▶ What to work on:
1 – According to the article on NHS 111 calls in Rotherham, how many weeks of calls did the LMC members analyze?
2 – From the article on NHS 111 calls in Rotherham, repeat the passage that begins at the words "Rotherham LMC members" and stops after "over clinical quality.".

▶ Excerpt to read:

* * * * * * *

Rotherham LMC members in south Yorkshire carried out analysis of six weeks’ worth of NHS 111 calls after hearing anecdotal concerns over clinical quality.
One GP found three calls from a sample of 27 which may have involved unsafe advice where patients should have been sent straight to A&E.
LMC chairman Dr Adrian Cole, who himself found one call which caused him concern, told GP while the analysis was not necessarily representative or proportionate, the CCG should carry out a more detailed analysis.
Dr Cole added that none of the calls seen by the LMC were ‘seriously adverse’.
The LMC said while mechanisms exist for GPs to report unsafe NHS 111 advice, these were an insufficient response to a potentially significant problem.
Dr Cole said LMC members were surprised, given widespread criticism of the NHS 111 service, that there had been no local clinical audit.
‘I would have thought that if something is relatively new, and senior medical professionals have raised significant concerns, there would have been some sort of audit. It’s early days, but there is lots of room for improvement’, he said.
Dr Cole added that, the 111 service had been run well, in general, and was well integrated with the GP out-of-hours service.
A spokesman for Rotherham CCG said the LMC’s request for a local audit of NHS 111 cases to ensure patients are being sent to the right destination was being considered, and a decision would be made by the end of August.
He added: ‘There are no major concerns locally around 111 in Rotherham. There is some increased demand at A&E and around ambulance call outs, but not major compared to some areas, and we are managing that process.’
The spokesman emphasised there is a robust reporting mechanism for healthcare professionals to raise any concerns over the service.

* * * * * * *

▶ Extracted material:
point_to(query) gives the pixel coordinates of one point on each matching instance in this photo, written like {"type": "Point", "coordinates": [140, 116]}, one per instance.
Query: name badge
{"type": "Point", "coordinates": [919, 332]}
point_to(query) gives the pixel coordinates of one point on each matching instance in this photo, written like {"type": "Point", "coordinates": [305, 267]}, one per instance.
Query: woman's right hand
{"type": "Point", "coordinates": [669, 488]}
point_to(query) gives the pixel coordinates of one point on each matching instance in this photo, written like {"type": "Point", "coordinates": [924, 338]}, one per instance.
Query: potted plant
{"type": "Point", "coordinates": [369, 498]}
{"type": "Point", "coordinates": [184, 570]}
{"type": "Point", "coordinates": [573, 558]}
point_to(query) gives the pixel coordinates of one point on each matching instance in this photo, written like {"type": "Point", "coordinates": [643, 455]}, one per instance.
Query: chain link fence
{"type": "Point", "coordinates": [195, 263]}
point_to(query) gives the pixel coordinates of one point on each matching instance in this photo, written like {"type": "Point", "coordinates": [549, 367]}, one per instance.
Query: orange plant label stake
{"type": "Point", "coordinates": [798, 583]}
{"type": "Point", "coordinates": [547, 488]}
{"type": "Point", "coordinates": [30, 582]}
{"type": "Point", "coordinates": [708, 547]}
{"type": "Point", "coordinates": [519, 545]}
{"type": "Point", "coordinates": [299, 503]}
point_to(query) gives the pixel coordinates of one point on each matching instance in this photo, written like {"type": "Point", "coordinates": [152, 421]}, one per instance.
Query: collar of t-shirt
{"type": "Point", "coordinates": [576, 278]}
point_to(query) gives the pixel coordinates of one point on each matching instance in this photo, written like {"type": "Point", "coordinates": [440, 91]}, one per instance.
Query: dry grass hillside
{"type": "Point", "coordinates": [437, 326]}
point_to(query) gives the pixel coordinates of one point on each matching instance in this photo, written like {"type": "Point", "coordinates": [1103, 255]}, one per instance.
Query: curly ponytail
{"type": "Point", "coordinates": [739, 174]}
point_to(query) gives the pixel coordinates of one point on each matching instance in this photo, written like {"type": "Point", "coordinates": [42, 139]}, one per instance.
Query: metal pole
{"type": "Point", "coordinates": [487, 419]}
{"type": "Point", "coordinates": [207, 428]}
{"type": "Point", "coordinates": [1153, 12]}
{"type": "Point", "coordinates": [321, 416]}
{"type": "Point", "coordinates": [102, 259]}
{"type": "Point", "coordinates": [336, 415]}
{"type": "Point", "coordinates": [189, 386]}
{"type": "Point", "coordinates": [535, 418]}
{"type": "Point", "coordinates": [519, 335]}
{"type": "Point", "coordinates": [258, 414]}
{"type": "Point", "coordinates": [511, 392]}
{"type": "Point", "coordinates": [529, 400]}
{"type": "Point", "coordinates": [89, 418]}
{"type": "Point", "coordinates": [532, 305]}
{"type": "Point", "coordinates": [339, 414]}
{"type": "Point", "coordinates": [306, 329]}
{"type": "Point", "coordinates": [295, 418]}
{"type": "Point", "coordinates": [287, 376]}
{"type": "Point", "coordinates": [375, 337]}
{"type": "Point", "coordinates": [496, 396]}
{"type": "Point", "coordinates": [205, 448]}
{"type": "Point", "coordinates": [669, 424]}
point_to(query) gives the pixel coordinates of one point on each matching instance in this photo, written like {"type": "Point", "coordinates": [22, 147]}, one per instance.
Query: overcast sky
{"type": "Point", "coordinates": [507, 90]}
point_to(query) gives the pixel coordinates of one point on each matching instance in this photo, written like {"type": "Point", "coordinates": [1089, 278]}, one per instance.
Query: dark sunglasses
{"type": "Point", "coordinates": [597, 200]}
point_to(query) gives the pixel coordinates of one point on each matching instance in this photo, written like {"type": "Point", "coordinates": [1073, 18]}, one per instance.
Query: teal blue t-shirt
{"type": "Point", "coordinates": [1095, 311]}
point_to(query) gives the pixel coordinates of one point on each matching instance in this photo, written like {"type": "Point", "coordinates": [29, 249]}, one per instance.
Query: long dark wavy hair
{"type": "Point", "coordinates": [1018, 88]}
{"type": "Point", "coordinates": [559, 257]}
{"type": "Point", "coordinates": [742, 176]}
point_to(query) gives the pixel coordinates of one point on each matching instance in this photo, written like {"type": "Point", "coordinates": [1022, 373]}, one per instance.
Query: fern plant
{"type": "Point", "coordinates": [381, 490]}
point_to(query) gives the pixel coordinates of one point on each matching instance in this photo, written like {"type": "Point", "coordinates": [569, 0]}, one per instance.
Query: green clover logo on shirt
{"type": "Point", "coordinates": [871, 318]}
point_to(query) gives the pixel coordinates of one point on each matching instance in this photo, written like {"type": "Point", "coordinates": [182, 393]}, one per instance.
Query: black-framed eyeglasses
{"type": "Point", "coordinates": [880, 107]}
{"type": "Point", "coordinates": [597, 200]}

* * * * * * *

▶ Results of the exercise:
1 – They analyzed six weeks' worth of NHS 111 calls.

2 –
Rotherham LMC members in south Yorkshire carried out analysis of six weeks’ worth of NHS 111 calls after hearing anecdotal concerns over clinical quality.